WHAT TO DO: Please output every record exactly, keeping each line as it is.

[[ THE INPUT open ]]

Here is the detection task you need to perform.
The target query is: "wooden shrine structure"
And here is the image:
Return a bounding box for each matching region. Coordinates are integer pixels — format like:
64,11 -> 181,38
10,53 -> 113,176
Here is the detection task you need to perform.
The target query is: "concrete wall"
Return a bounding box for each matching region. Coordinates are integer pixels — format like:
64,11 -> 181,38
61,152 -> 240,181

[[ THE INPUT closed ]]

RESULT BELOW:
Here is the detection task you need to perform.
The target query is: "wooden shrine structure"
And here is the image:
Return a bounding box for each matching region. Coordinates are integer pixels — format like:
64,11 -> 181,38
10,53 -> 113,176
Here is the detection task you need to perform.
The target query is: "concrete wall"
Return a bounding box for each matching region. Coordinates are integer pixels — format like:
64,11 -> 181,38
61,152 -> 240,181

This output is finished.